--- Problem to solve ---
Can the lines below, from the one that holds "Where can the white canopy" to the very end, be echoed exactly, with both ends included and no pictures?

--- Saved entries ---
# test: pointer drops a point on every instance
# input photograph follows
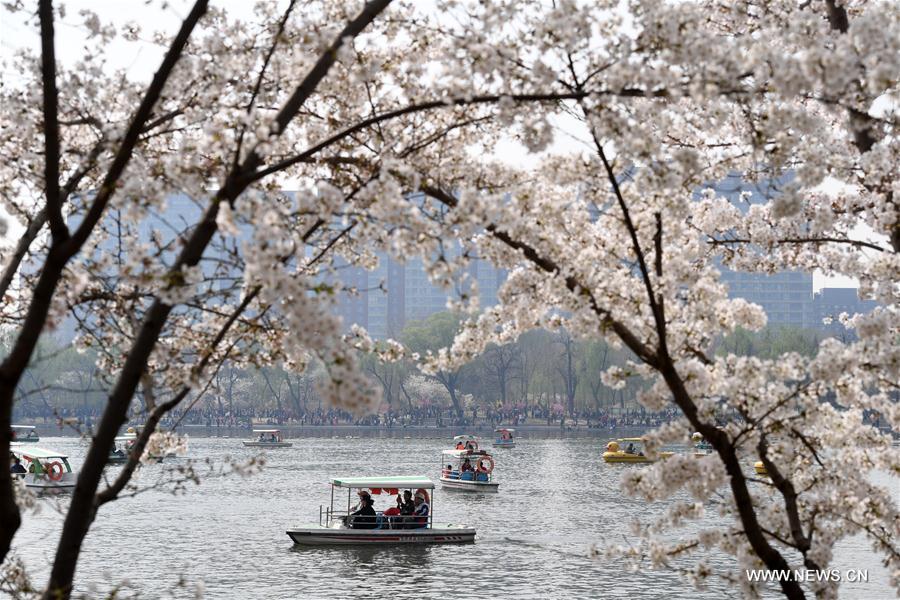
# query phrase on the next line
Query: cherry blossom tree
(390, 122)
(613, 242)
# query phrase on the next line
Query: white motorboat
(337, 526)
(121, 449)
(267, 438)
(467, 467)
(25, 434)
(504, 438)
(46, 470)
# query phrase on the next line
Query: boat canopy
(31, 452)
(457, 454)
(404, 482)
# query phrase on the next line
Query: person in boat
(399, 515)
(364, 517)
(16, 466)
(420, 514)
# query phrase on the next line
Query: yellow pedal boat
(629, 450)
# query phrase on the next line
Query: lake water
(557, 498)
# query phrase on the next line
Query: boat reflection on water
(397, 560)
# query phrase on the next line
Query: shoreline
(485, 432)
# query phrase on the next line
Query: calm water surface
(557, 499)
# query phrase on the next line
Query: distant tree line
(553, 371)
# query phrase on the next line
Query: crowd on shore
(214, 416)
(222, 417)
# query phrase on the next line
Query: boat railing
(382, 521)
(456, 474)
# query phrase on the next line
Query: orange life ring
(55, 470)
(485, 469)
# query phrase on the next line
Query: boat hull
(43, 484)
(268, 444)
(624, 457)
(470, 486)
(316, 535)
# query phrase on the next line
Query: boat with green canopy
(45, 470)
(357, 526)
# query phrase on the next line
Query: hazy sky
(140, 59)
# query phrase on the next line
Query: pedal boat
(701, 446)
(633, 452)
(48, 470)
(332, 528)
(121, 449)
(25, 434)
(267, 438)
(503, 438)
(477, 479)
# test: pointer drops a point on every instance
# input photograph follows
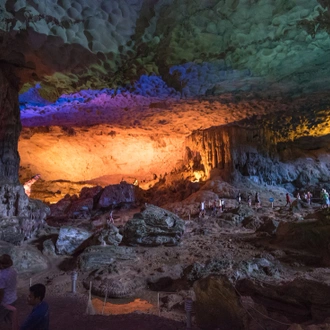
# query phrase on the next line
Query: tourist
(27, 185)
(257, 200)
(202, 210)
(249, 200)
(8, 282)
(239, 198)
(288, 199)
(39, 316)
(324, 198)
(309, 197)
(110, 220)
(222, 205)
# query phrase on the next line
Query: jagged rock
(20, 216)
(11, 230)
(298, 300)
(110, 236)
(27, 259)
(72, 207)
(269, 226)
(70, 238)
(98, 257)
(116, 284)
(48, 248)
(251, 222)
(217, 304)
(153, 227)
(116, 194)
(107, 278)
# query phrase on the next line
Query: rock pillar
(10, 124)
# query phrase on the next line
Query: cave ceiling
(135, 77)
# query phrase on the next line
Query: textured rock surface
(153, 227)
(110, 236)
(70, 238)
(217, 304)
(20, 217)
(98, 257)
(27, 259)
(116, 194)
(210, 47)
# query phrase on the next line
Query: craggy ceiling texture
(111, 89)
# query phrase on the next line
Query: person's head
(5, 261)
(36, 294)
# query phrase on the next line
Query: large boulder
(217, 304)
(116, 194)
(110, 236)
(20, 217)
(153, 227)
(70, 238)
(99, 257)
(27, 259)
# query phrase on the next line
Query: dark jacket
(38, 318)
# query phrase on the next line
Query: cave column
(10, 124)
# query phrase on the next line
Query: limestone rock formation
(21, 217)
(115, 194)
(217, 304)
(70, 238)
(302, 298)
(153, 227)
(99, 257)
(27, 259)
(109, 236)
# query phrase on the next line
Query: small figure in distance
(239, 198)
(222, 205)
(288, 199)
(39, 316)
(110, 219)
(202, 210)
(249, 200)
(257, 200)
(309, 197)
(8, 282)
(27, 185)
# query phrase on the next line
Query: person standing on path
(39, 316)
(8, 283)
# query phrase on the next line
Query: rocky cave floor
(266, 246)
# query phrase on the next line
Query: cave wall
(209, 47)
(10, 125)
(260, 154)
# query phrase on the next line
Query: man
(39, 317)
(8, 281)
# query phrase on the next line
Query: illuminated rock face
(10, 125)
(209, 47)
(118, 86)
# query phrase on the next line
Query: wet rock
(217, 304)
(25, 224)
(116, 194)
(48, 248)
(27, 259)
(153, 227)
(98, 257)
(269, 226)
(299, 300)
(110, 236)
(251, 222)
(70, 238)
(116, 283)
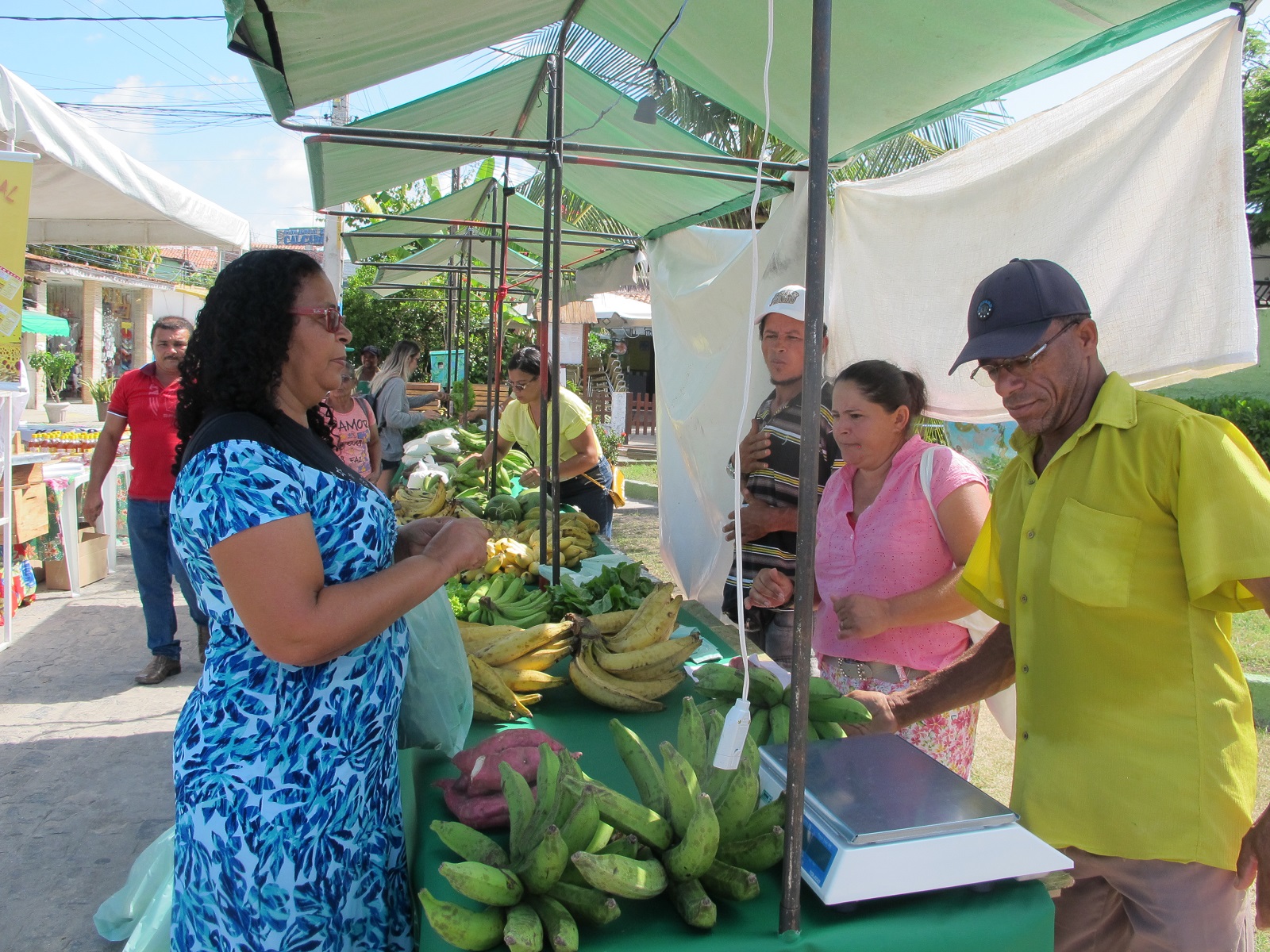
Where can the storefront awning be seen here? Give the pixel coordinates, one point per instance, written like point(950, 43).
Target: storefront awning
point(895, 65)
point(492, 105)
point(87, 190)
point(41, 323)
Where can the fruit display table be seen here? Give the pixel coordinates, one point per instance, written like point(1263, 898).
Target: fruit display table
point(1018, 917)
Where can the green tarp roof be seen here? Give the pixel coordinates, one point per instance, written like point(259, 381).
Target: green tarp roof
point(480, 201)
point(895, 65)
point(441, 253)
point(492, 105)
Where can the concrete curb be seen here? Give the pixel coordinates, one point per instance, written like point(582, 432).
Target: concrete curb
point(1259, 685)
point(643, 492)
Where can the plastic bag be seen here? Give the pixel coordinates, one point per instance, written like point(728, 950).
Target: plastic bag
point(437, 701)
point(141, 912)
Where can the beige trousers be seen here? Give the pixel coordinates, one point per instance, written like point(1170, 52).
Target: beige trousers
point(1151, 905)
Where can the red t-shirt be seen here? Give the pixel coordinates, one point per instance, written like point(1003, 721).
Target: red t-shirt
point(150, 410)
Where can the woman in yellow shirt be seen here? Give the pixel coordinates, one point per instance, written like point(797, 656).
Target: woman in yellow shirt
point(586, 476)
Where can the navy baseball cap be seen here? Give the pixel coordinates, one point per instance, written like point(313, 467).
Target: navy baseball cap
point(1013, 308)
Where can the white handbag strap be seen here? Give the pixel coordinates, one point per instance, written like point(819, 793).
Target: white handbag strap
point(926, 473)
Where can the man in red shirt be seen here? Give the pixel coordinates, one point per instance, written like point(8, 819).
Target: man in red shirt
point(145, 401)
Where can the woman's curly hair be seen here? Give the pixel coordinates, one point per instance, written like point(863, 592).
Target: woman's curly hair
point(235, 355)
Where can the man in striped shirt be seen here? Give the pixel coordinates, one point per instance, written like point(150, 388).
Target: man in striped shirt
point(770, 467)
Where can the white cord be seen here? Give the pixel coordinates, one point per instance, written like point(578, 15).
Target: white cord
point(749, 351)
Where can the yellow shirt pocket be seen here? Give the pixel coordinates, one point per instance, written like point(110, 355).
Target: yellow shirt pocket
point(1094, 555)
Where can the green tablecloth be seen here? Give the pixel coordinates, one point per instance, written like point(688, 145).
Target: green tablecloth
point(1015, 917)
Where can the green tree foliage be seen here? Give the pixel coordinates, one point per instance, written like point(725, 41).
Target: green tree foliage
point(1257, 133)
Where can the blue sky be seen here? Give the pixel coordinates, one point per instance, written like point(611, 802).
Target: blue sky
point(254, 168)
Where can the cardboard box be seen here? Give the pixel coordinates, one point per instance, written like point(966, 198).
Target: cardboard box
point(29, 512)
point(92, 552)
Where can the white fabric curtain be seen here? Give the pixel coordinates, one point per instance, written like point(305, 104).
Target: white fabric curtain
point(1136, 187)
point(700, 282)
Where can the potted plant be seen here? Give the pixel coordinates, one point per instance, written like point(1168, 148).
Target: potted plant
point(57, 366)
point(102, 391)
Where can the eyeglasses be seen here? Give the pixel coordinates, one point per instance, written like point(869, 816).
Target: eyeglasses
point(330, 315)
point(1018, 366)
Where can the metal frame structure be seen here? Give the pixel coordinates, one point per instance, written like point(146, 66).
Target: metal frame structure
point(554, 154)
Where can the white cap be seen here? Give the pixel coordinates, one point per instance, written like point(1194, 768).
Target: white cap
point(791, 301)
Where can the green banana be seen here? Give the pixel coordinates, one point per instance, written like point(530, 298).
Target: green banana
point(841, 710)
point(760, 725)
point(559, 927)
point(756, 854)
point(469, 843)
point(719, 681)
point(691, 740)
point(829, 730)
point(520, 808)
point(730, 882)
point(764, 819)
point(584, 903)
point(545, 862)
point(765, 687)
point(622, 876)
point(681, 787)
point(626, 816)
point(600, 839)
point(641, 767)
point(780, 724)
point(738, 803)
point(464, 928)
point(582, 823)
point(522, 932)
point(694, 905)
point(486, 884)
point(694, 854)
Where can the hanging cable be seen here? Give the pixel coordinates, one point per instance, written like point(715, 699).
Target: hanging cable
point(737, 724)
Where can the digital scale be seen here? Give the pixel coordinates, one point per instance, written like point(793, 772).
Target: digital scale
point(883, 819)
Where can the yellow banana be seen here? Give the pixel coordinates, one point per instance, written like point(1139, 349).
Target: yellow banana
point(524, 643)
point(489, 682)
point(529, 681)
point(584, 679)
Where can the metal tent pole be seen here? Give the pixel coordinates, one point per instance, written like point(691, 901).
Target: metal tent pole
point(556, 135)
point(810, 460)
point(549, 171)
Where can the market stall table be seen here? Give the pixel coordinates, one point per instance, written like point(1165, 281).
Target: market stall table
point(1009, 916)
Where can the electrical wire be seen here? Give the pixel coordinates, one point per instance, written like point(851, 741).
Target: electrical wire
point(749, 348)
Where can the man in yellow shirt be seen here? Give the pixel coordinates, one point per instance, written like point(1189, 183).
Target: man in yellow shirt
point(1121, 539)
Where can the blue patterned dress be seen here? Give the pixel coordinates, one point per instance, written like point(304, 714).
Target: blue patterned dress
point(289, 818)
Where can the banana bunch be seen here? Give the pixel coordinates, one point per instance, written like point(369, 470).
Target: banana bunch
point(508, 666)
point(632, 666)
point(770, 704)
point(427, 501)
point(506, 600)
point(527, 904)
point(577, 541)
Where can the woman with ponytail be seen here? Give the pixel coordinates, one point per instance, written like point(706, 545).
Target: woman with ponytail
point(891, 546)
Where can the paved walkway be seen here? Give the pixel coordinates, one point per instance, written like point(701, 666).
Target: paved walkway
point(86, 759)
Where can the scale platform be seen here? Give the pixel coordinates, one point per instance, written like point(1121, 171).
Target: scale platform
point(883, 819)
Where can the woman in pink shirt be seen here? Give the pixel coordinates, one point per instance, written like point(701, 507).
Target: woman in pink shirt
point(886, 575)
point(353, 425)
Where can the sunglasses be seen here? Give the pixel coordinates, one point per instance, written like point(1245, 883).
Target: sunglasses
point(1018, 366)
point(330, 315)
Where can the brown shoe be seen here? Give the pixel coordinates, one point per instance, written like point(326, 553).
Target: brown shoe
point(160, 668)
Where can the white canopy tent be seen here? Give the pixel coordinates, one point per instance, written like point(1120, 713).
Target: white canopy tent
point(87, 190)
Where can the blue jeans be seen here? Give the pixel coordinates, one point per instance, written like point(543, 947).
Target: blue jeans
point(156, 564)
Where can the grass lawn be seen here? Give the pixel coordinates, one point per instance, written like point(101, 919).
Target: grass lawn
point(645, 473)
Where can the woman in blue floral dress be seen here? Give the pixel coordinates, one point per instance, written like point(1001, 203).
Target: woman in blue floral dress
point(289, 818)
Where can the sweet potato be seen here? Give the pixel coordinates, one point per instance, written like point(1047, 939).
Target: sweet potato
point(486, 777)
point(514, 738)
point(484, 812)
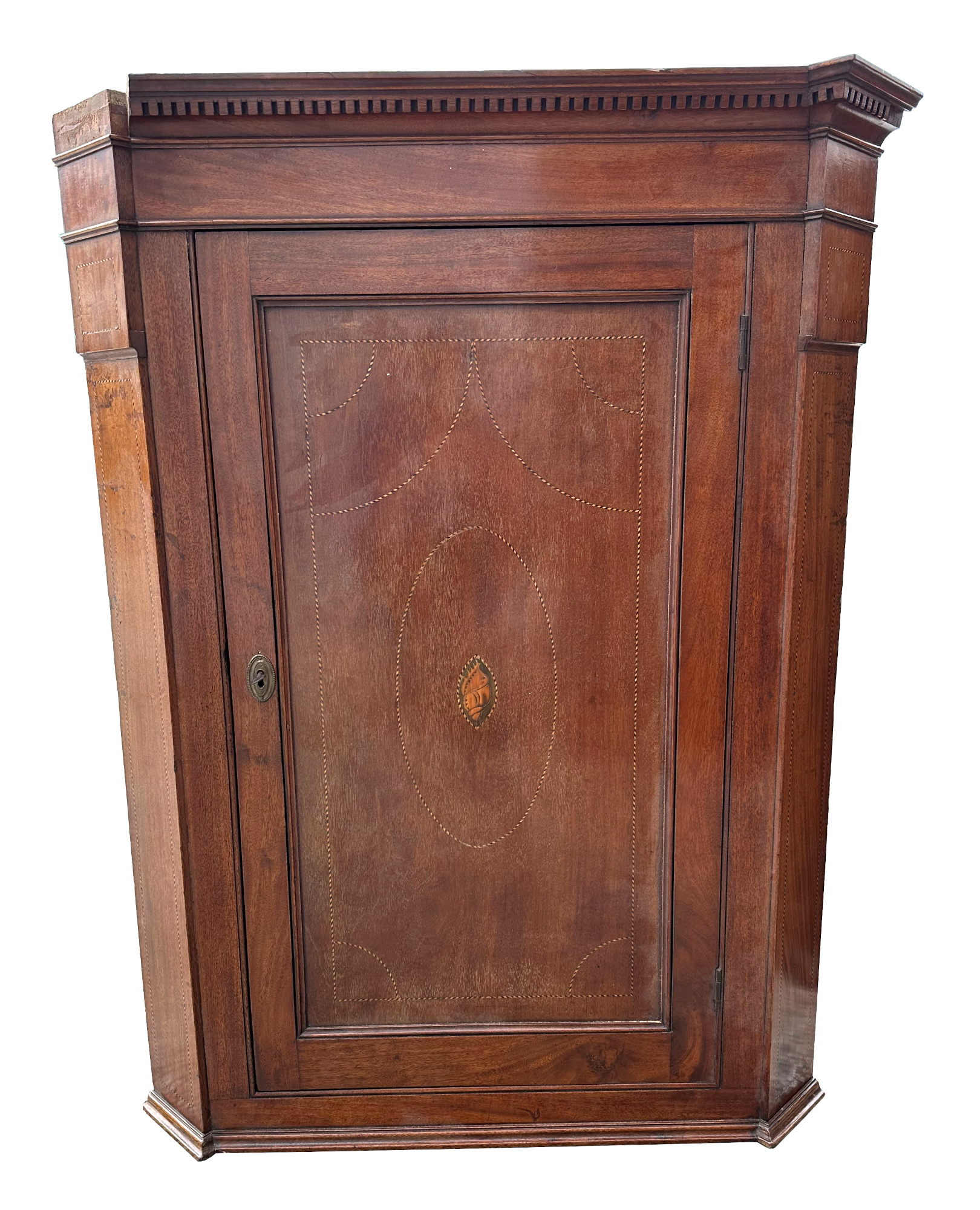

--- Answer for the task ---
Where can the white canopy tent be seen here? Give the pixel coordinates, one point per instance, written like point(1120, 713).
Target: white canopy tent
point(87, 190)
Where can the blue jeans be seen here? Give the pixel coordinates, one point per instance, written like point(543, 947).
Target: blue jeans
point(156, 564)
Where can the grass lawn be seen here? Give the pixel coordinates, one point per instance, written like point(101, 919).
Target: grass lawn
point(645, 473)
Where can the woman in blue floral dress be seen here? Give the pixel coordinates, one point per instance, written like point(1001, 203).
Target: woman in blue floral dress
point(289, 818)
Where can the sweet potato be seen here? Give the pixel coordinates, one point per instance, written like point(1047, 939).
Target: sweet potato
point(486, 777)
point(514, 738)
point(484, 812)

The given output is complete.